▶ **WHAT YOU NEED TO DO**
What follows is a set of records; repeat them exactly, without the pictures.

▶ **Saved entries**
⁂
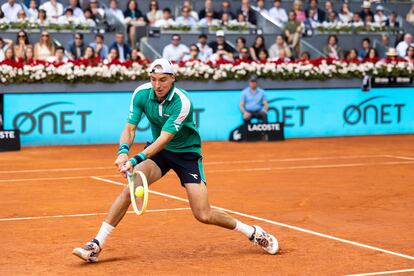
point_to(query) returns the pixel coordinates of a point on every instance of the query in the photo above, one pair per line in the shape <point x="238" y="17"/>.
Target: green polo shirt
<point x="173" y="115"/>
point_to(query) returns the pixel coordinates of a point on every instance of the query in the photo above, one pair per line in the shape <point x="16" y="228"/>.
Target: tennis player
<point x="176" y="146"/>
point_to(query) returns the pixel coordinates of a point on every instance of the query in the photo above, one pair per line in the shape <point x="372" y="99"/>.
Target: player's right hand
<point x="121" y="160"/>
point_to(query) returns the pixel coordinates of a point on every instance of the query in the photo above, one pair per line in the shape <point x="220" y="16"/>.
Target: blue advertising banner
<point x="94" y="118"/>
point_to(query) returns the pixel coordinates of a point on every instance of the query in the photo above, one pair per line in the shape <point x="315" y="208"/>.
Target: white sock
<point x="104" y="232"/>
<point x="244" y="228"/>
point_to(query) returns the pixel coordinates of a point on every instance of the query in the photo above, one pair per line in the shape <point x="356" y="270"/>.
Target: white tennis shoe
<point x="266" y="241"/>
<point x="89" y="252"/>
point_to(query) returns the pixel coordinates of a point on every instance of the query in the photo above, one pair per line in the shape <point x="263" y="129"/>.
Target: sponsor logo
<point x="371" y="112"/>
<point x="42" y="119"/>
<point x="290" y="114"/>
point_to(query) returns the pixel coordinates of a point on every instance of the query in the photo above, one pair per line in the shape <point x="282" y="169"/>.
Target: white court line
<point x="277" y="223"/>
<point x="234" y="170"/>
<point x="383" y="272"/>
<point x="216" y="163"/>
<point x="89" y="215"/>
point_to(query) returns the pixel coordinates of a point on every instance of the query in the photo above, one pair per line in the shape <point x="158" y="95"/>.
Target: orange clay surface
<point x="359" y="189"/>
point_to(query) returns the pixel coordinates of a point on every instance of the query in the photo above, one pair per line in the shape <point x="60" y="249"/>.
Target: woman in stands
<point x="22" y="41"/>
<point x="45" y="47"/>
<point x="259" y="44"/>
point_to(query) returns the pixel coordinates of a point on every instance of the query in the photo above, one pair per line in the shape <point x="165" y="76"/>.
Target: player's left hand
<point x="127" y="167"/>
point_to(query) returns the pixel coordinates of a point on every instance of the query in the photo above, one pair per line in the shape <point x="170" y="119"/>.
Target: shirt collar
<point x="169" y="97"/>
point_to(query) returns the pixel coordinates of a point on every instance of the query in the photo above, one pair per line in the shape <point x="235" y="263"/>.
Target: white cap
<point x="165" y="64"/>
<point x="220" y="33"/>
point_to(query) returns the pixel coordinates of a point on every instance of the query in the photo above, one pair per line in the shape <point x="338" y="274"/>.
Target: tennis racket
<point x="138" y="189"/>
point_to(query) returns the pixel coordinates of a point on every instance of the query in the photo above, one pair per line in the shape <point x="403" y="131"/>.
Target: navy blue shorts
<point x="187" y="165"/>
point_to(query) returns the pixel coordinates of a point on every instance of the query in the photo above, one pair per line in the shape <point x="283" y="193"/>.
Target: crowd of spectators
<point x="220" y="51"/>
<point x="22" y="51"/>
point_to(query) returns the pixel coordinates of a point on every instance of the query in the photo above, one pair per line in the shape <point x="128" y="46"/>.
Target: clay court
<point x="338" y="206"/>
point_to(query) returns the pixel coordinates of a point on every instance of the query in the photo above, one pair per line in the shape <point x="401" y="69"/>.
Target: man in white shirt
<point x="11" y="9"/>
<point x="53" y="8"/>
<point x="77" y="12"/>
<point x="186" y="19"/>
<point x="403" y="45"/>
<point x="278" y="13"/>
<point x="205" y="50"/>
<point x="175" y="51"/>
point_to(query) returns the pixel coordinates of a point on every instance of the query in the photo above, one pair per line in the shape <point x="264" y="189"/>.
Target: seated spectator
⁂
▶ **EXERCISE ANSWER**
point_to(query) returns the pixel coordinates of a point on every instance of the query in the photo above, one pair per line in the shape <point x="238" y="17"/>.
Target: green polo shirt
<point x="173" y="115"/>
point_to(query) returns the pixel coordinates of a point on every instance of the query in the photo above, one pair per line in the shape <point x="16" y="228"/>.
Target: tennis player
<point x="176" y="146"/>
point_to(query) returns the pixel coordinates of a point on every instance of the query in the photo above, one pair per line in the shape <point x="372" y="99"/>.
Target: player's right hand
<point x="121" y="160"/>
point_to(query) returns the pixel coordinates of a point on every instance of the query in the photo above, one pair per line in the shape <point x="220" y="16"/>.
Target: blue advertising banner
<point x="94" y="118"/>
point_to(query) returns the pixel coordinates of a point on every instance of the query in the photo above, one pair per line in the shape <point x="315" y="208"/>.
Target: white sock
<point x="104" y="232"/>
<point x="244" y="228"/>
point_to(query) returns the pixel coordinates of a point on every instance of the query in the photo above, one pair per line in the shape <point x="356" y="270"/>.
Target: white tennis shoe
<point x="266" y="241"/>
<point x="89" y="252"/>
point_to(query) returns the pixel coordinates of a point on every instance of the query in the photo above, one pair per line in the shape <point x="263" y="129"/>.
Target: sponsor logo
<point x="371" y="112"/>
<point x="42" y="119"/>
<point x="290" y="114"/>
point_to(query) returns the pixel coordinates of a point on every instance of the query in the photo above, one pair per line in the shape <point x="282" y="169"/>.
Target: white court line
<point x="277" y="223"/>
<point x="234" y="170"/>
<point x="383" y="272"/>
<point x="216" y="163"/>
<point x="89" y="215"/>
point_to(query) returns the pixel coordinates of a point on every instance of the query in the photo above, one pair per line in the shape <point x="158" y="95"/>.
Target: orange clay surface
<point x="359" y="189"/>
point_to(query) returns the pixel coordinates of a point on every instance of the query in the photo above, one pair per line in the shape <point x="60" y="249"/>.
Target: woman in stands
<point x="22" y="41"/>
<point x="45" y="47"/>
<point x="259" y="44"/>
point_to(query) returns the pixel coordinates of a point on every instance of the query in the photo above, one pair per line in the shape <point x="165" y="76"/>.
Target: player's left hand
<point x="127" y="167"/>
point_to(query) returns the pixel coordinates of a point on every instance of the query in the photo above, one pair per line in the shape <point x="170" y="119"/>.
Target: shirt collar
<point x="169" y="97"/>
point_to(query) returns the pixel coordinates of a point on every instance of the query in the photo above, one pair per line in the shape <point x="235" y="263"/>.
Target: white cap
<point x="165" y="64"/>
<point x="220" y="33"/>
point_to(query) returns the pixel coordinates of a point on every instance of the query in the photo above, one pair per line in the shape <point x="338" y="274"/>.
Target: tennis racket
<point x="138" y="189"/>
point_to(query) returns the pixel coordinates of a point on every instance of the query in the photo above, one pair per line in the shape <point x="403" y="131"/>.
Target: navy blue shorts
<point x="187" y="165"/>
point_to(query) returns the pixel coordinates of a point on every instance of the query in the photo above, one pair per line in the shape <point x="283" y="193"/>.
Target: crowd of spectators
<point x="220" y="51"/>
<point x="22" y="51"/>
point_to(query) returns the pixel coordinates of a point on every instance of the query in the photo above, one pair per line in the shape <point x="128" y="46"/>.
Target: clay court
<point x="338" y="206"/>
point_to(query) returns the pixel coordinates of a point on every instance of the query in the photo above, one pair per line in the shape <point x="401" y="69"/>.
Target: man in white shirt
<point x="11" y="9"/>
<point x="53" y="8"/>
<point x="77" y="12"/>
<point x="186" y="19"/>
<point x="403" y="45"/>
<point x="278" y="13"/>
<point x="205" y="50"/>
<point x="175" y="51"/>
point_to(query) returns the pixel coordinates of a point on every instance of the query in the photo above, one pair per line in the shape <point x="264" y="189"/>.
Target: seated spectator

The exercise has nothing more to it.